* _LISTING_
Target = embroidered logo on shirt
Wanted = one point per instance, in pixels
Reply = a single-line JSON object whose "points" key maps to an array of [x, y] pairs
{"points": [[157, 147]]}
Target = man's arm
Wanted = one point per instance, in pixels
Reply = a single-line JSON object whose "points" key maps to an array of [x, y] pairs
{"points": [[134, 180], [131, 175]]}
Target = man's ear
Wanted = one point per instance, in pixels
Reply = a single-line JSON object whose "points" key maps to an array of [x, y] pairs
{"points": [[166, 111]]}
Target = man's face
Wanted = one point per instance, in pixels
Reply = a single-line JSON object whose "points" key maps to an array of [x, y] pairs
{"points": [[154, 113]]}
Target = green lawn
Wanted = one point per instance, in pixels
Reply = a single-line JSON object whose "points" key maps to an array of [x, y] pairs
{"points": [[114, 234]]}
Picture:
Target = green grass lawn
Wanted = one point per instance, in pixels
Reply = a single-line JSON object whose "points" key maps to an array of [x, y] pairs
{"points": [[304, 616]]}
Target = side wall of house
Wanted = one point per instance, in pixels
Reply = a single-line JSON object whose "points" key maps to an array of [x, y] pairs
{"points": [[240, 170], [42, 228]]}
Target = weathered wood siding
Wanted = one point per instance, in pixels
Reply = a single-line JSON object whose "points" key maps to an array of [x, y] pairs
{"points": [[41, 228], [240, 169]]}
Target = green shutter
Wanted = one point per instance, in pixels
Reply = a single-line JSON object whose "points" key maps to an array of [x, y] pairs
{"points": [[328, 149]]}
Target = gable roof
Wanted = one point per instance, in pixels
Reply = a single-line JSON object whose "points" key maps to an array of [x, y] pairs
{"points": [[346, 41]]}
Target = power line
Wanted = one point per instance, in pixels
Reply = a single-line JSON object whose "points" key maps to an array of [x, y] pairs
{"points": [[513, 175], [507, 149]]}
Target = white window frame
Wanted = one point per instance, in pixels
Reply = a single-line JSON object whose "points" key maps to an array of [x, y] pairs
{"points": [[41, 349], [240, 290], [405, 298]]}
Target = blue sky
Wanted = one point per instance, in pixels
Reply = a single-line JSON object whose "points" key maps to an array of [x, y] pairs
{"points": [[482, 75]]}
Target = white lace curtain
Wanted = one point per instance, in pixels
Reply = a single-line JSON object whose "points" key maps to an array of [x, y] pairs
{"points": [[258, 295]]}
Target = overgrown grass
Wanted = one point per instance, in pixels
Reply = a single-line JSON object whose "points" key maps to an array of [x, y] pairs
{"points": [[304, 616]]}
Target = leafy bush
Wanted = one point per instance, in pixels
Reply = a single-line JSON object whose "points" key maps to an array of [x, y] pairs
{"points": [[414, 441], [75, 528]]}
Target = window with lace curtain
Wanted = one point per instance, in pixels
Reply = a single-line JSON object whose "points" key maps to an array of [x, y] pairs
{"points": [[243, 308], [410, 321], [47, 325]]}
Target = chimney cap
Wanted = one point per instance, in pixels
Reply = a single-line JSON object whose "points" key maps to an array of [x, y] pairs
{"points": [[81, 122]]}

* _PROBLEM TO SOLVE_
Provide all the records again, word for word.

* _TASK ANSWER_
Target = embroidered logo on shirt
Wanted = one point per instance, in pixels
Reply = a single-line JSON object whose "points" key maps to an array of [x, y] pairs
{"points": [[157, 147]]}
Target = man's arm
Wanted = one point per instance, in pixels
Reply = a single-line JSON object whose "points" key maps to an array of [x, y] pairs
{"points": [[134, 180], [131, 175]]}
Target = man's ear
Wanted = one point per instance, in pixels
Reply = a single-line JSON object whose "points" key maps to an array of [x, y] pairs
{"points": [[166, 111]]}
Target = man's face
Wanted = one point per instance, in pixels
Reply = a single-line JSON object whose "points" key maps to an array of [x, y] pairs
{"points": [[154, 113]]}
Target = green lawn
Wanted = one point per instance, in pixels
Reply = a single-line JSON object whose "points" key maps to an array of [x, y] pairs
{"points": [[114, 234]]}
Picture:
Target = green grass lawn
Wanted = one point per instance, in pixels
Reply = a single-line JSON object whose "points" key maps to an array of [x, y] pairs
{"points": [[304, 616]]}
Target = side wall of house
Wanted = one point per instance, in pixels
Reply = a single-line JSON object whose "points" key maps to an array of [x, y] pairs
{"points": [[240, 170], [42, 228]]}
Target = weathered wood siding
Wanted = one point per instance, in pixels
Reply = a single-line JSON object whose "points" key maps to an array of [x, y] pairs
{"points": [[41, 228], [240, 169]]}
Target = green shutter
Wanted = one point per instance, in pixels
Reply = a single-line JSON object whose "points" key maps to an array of [x, y] pairs
{"points": [[328, 149]]}
Target = gable roof
Wanted = one point per instance, in pixels
Reply = a single-line JSON object whose "points" key maps to an array of [x, y] pairs
{"points": [[346, 41]]}
Target = power line
Wanted = one point per instance, in pixels
Reply = a single-line JSON object whose "points" key maps to an array of [x, y] pairs
{"points": [[513, 175], [507, 149]]}
Target = white window frame
Wanted = one point per instance, in pixels
Reply = a single-line JSON object whose "points" key maps to an array of [x, y] pairs
{"points": [[41, 349], [240, 290], [405, 298]]}
Target = blue sky
Wanted = one point per instance, in pixels
Reply = a single-line JSON object whose "points" key maps to an array of [x, y] pairs
{"points": [[482, 75]]}
Target = white lace curtain
Wanted = one point per instance, in pixels
Reply = a single-line JSON object whose "points" key maps to an array of [x, y] pairs
{"points": [[258, 295]]}
Target = overgrown grass
Wanted = one point per instance, in pixels
Reply = a single-line JSON object whose "points" key maps to an array of [x, y] pairs
{"points": [[304, 616]]}
Target = leafy bush
Wanted = one point per instance, in pixels
Reply = a single-line JSON object whose "points" key maps to an array of [x, y] pairs
{"points": [[414, 441], [75, 528]]}
Target = window with lace curtain
Wanted = one point per instance, in pixels
Reply = a single-line JSON object whose "points" key maps to an array of [x, y] pairs
{"points": [[243, 308], [410, 321], [47, 325]]}
Target = chimney cap
Wanted = one point per instance, in pixels
Reply = a single-line JSON object whose "points" key maps to an array of [x, y] pairs
{"points": [[81, 122]]}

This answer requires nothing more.